## WHAT IS NEEDED
Transcribe all records exactly; omit pictures.

═══ RAW DATA ═══

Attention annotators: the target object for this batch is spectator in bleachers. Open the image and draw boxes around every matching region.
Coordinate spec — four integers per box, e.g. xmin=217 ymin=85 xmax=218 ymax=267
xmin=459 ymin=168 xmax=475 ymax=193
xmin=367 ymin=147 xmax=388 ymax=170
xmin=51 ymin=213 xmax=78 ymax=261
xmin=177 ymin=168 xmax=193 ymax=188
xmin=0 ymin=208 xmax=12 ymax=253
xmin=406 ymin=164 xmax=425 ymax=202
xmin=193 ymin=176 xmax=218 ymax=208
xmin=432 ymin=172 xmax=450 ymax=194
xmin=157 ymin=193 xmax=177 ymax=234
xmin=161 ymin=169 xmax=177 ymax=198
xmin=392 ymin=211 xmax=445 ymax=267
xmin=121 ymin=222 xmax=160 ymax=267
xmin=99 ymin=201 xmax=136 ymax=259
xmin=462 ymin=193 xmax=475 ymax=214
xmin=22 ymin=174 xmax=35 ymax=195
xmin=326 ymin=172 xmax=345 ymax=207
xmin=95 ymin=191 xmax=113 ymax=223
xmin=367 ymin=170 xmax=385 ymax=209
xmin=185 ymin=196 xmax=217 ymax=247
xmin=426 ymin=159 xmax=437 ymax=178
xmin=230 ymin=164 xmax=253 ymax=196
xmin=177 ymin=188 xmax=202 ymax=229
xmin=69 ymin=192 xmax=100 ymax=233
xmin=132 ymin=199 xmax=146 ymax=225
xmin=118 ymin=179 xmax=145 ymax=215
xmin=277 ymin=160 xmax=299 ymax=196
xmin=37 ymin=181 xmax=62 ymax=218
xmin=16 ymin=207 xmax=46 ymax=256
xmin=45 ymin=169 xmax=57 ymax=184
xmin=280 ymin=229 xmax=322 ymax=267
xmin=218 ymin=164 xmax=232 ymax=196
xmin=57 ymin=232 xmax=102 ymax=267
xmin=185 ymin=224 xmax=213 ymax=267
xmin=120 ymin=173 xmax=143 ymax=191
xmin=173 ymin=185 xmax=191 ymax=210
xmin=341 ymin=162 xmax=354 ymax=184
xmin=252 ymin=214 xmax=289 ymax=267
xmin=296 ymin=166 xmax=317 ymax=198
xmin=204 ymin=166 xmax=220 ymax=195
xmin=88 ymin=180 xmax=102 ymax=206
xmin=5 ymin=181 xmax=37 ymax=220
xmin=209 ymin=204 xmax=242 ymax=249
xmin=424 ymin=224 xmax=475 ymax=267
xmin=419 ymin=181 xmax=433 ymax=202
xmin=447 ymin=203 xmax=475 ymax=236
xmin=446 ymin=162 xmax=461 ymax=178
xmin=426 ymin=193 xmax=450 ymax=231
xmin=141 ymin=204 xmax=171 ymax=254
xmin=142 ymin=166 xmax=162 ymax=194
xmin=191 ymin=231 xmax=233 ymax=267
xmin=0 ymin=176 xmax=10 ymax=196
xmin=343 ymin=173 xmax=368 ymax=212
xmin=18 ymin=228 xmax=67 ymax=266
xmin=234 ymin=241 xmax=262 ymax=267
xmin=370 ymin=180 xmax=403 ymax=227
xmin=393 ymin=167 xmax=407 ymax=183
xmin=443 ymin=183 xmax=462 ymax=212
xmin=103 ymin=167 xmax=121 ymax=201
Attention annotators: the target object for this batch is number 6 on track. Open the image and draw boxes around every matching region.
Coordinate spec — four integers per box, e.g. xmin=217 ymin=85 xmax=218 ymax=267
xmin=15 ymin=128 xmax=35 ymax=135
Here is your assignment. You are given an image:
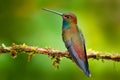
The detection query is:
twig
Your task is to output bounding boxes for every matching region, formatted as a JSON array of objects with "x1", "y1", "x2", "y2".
[{"x1": 0, "y1": 43, "x2": 120, "y2": 62}]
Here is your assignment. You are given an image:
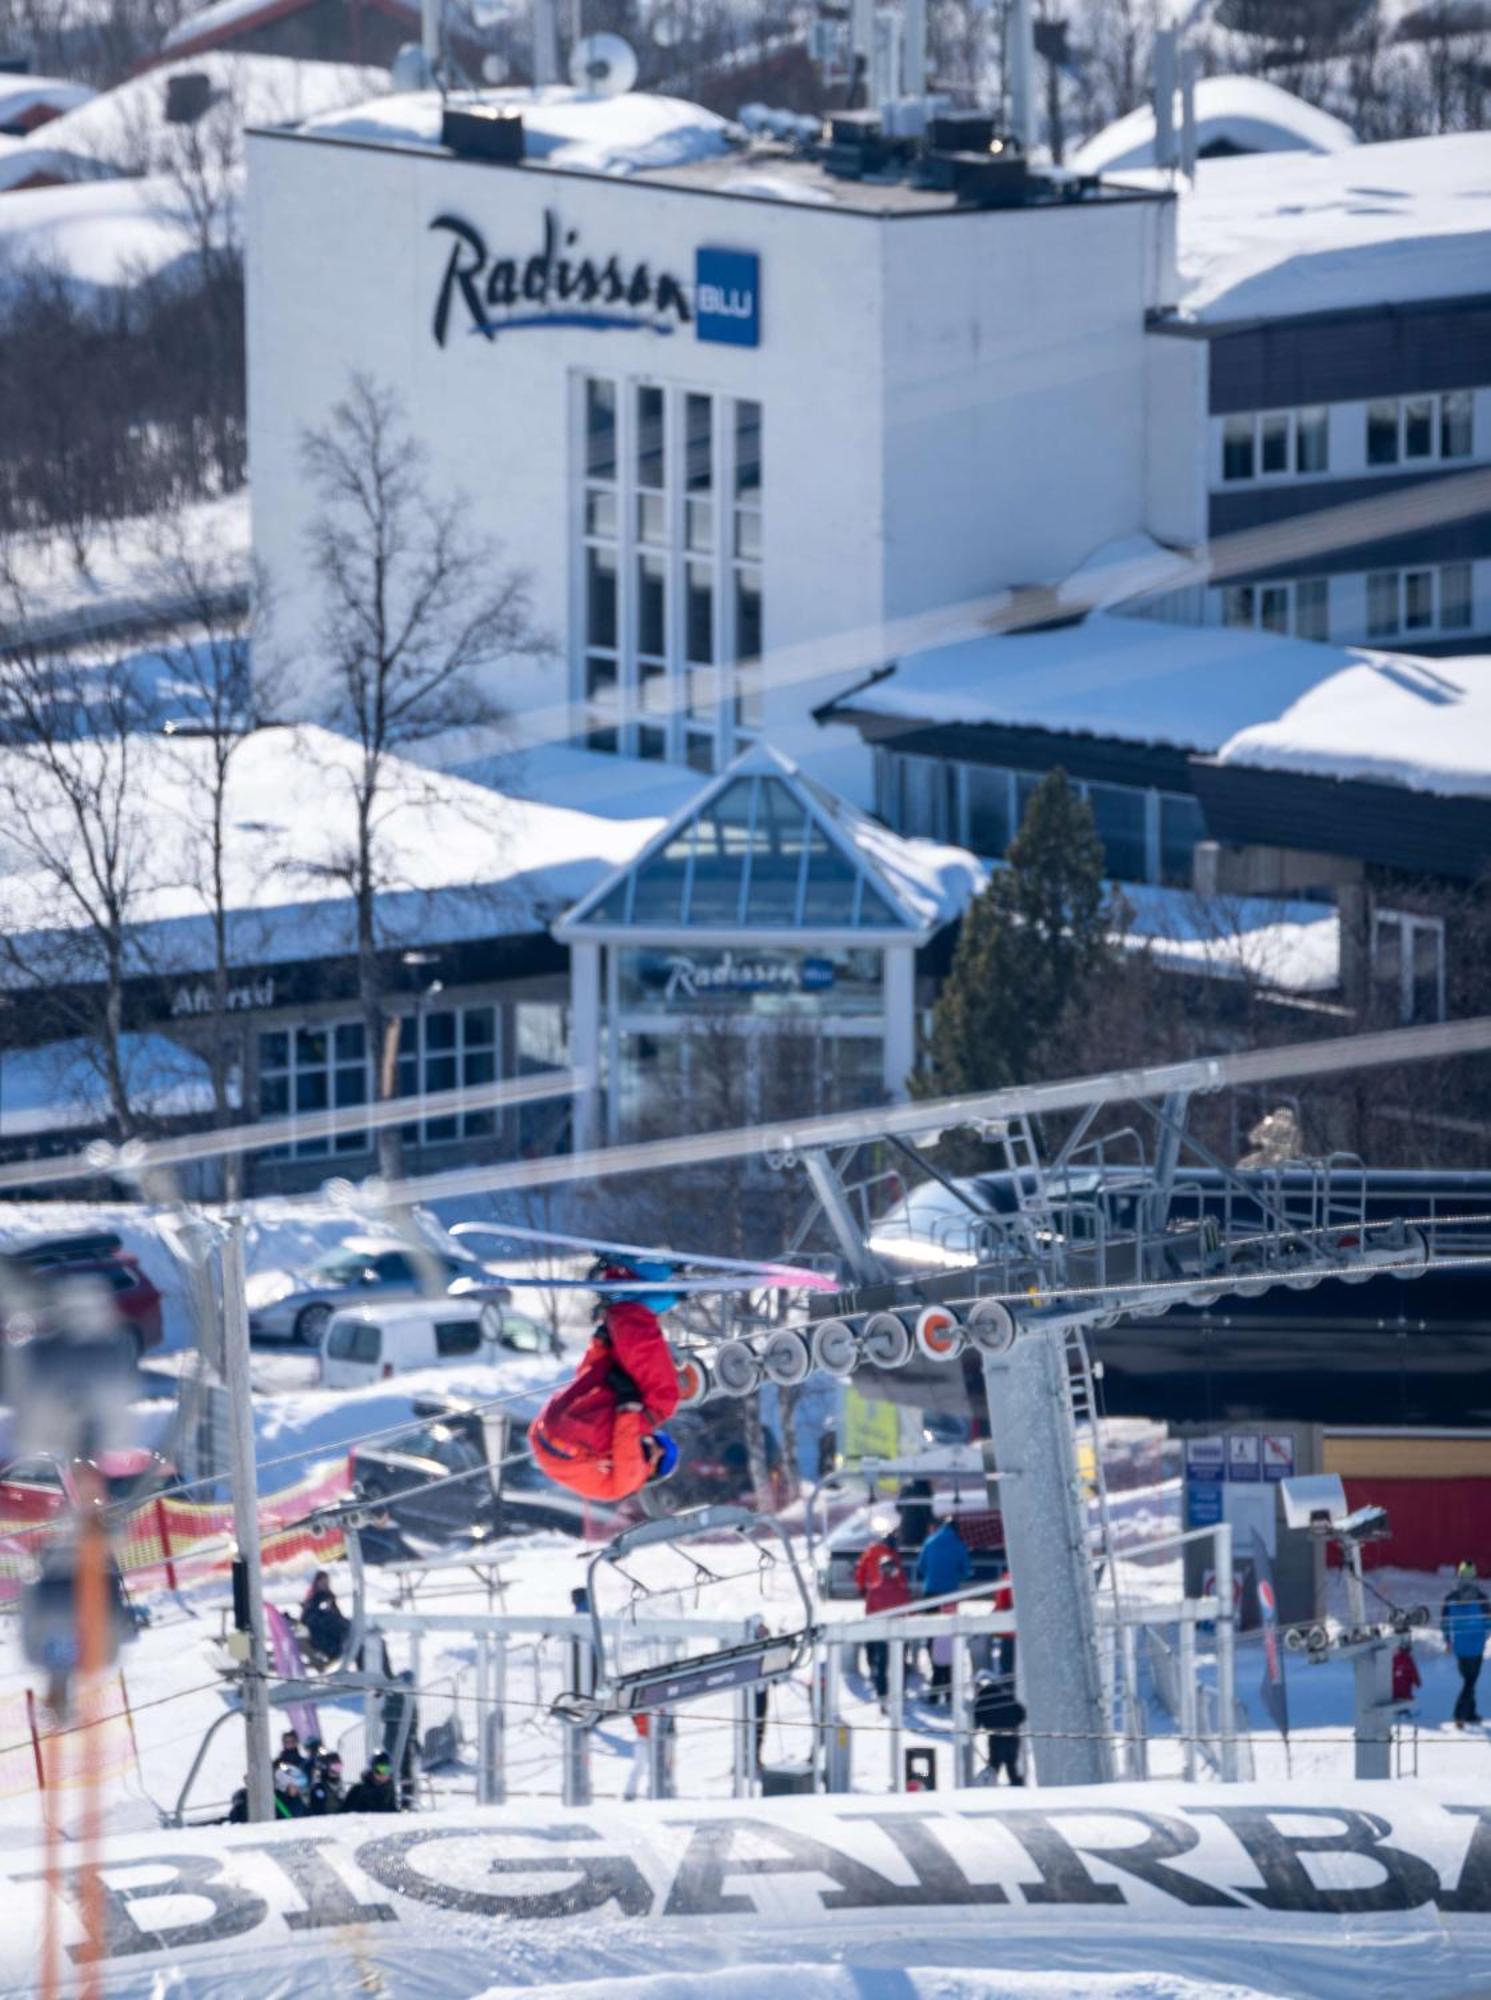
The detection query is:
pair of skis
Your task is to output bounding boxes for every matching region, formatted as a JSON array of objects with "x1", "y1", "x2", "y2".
[{"x1": 449, "y1": 1219, "x2": 835, "y2": 1295}]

═══

## THE COMPLETED TASK
Attention annotators: the target object for this batch is spectator in bleachers. Open the image and draw boxes around every matching region.
Coordinate spec — four integers per box, e.g. xmin=217 ymin=85 xmax=218 ymax=267
xmin=459 ymin=168 xmax=475 ymax=193
xmin=367 ymin=147 xmax=388 ymax=170
xmin=51 ymin=213 xmax=78 ymax=261
xmin=177 ymin=168 xmax=193 ymax=188
xmin=0 ymin=208 xmax=12 ymax=253
xmin=406 ymin=164 xmax=425 ymax=202
xmin=193 ymin=176 xmax=218 ymax=208
xmin=432 ymin=172 xmax=450 ymax=194
xmin=157 ymin=193 xmax=177 ymax=234
xmin=161 ymin=169 xmax=177 ymax=198
xmin=392 ymin=211 xmax=445 ymax=267
xmin=121 ymin=222 xmax=160 ymax=267
xmin=99 ymin=201 xmax=136 ymax=259
xmin=462 ymin=193 xmax=475 ymax=214
xmin=22 ymin=174 xmax=35 ymax=195
xmin=326 ymin=172 xmax=345 ymax=207
xmin=95 ymin=191 xmax=113 ymax=223
xmin=367 ymin=170 xmax=385 ymax=209
xmin=185 ymin=196 xmax=217 ymax=247
xmin=426 ymin=159 xmax=437 ymax=178
xmin=230 ymin=164 xmax=253 ymax=196
xmin=177 ymin=188 xmax=202 ymax=229
xmin=69 ymin=192 xmax=100 ymax=233
xmin=132 ymin=199 xmax=146 ymax=225
xmin=118 ymin=179 xmax=145 ymax=215
xmin=277 ymin=160 xmax=299 ymax=196
xmin=37 ymin=181 xmax=62 ymax=218
xmin=16 ymin=207 xmax=46 ymax=256
xmin=45 ymin=169 xmax=57 ymax=184
xmin=280 ymin=229 xmax=322 ymax=267
xmin=218 ymin=164 xmax=232 ymax=196
xmin=57 ymin=232 xmax=102 ymax=267
xmin=185 ymin=224 xmax=213 ymax=267
xmin=120 ymin=173 xmax=143 ymax=191
xmin=173 ymin=185 xmax=191 ymax=210
xmin=341 ymin=162 xmax=354 ymax=184
xmin=252 ymin=214 xmax=289 ymax=267
xmin=296 ymin=166 xmax=317 ymax=198
xmin=204 ymin=166 xmax=220 ymax=195
xmin=88 ymin=180 xmax=102 ymax=206
xmin=5 ymin=181 xmax=37 ymax=220
xmin=209 ymin=204 xmax=242 ymax=249
xmin=424 ymin=224 xmax=475 ymax=267
xmin=419 ymin=181 xmax=433 ymax=202
xmin=447 ymin=203 xmax=475 ymax=236
xmin=446 ymin=162 xmax=461 ymax=178
xmin=426 ymin=193 xmax=450 ymax=231
xmin=141 ymin=204 xmax=171 ymax=254
xmin=142 ymin=166 xmax=162 ymax=194
xmin=191 ymin=231 xmax=233 ymax=267
xmin=0 ymin=176 xmax=10 ymax=196
xmin=343 ymin=173 xmax=368 ymax=212
xmin=18 ymin=228 xmax=67 ymax=266
xmin=234 ymin=241 xmax=262 ymax=267
xmin=370 ymin=180 xmax=403 ymax=227
xmin=393 ymin=167 xmax=407 ymax=183
xmin=443 ymin=183 xmax=462 ymax=212
xmin=103 ymin=167 xmax=121 ymax=201
Attention annotators: the target object for this batch is number 6 on track. Open the image and draw boxes around every matching region.
Coordinate spec — four integers per box, e.g. xmin=217 ymin=85 xmax=218 ymax=267
xmin=15 ymin=128 xmax=35 ymax=135
Here is your assignment. You are given an image:
The detection query is:
twig
Your task is to output bounding boxes for every matching region, formatted as a JSON array of objects with "x1", "y1", "x2", "y2".
[{"x1": 0, "y1": 43, "x2": 120, "y2": 62}]
Here is your assignment. You are given an image:
The detection query is:
pair of skis
Your task is to output bounding boxes for every matching region, formatted as a JSON array of objects with "x1", "y1", "x2", "y2".
[{"x1": 449, "y1": 1219, "x2": 835, "y2": 1295}]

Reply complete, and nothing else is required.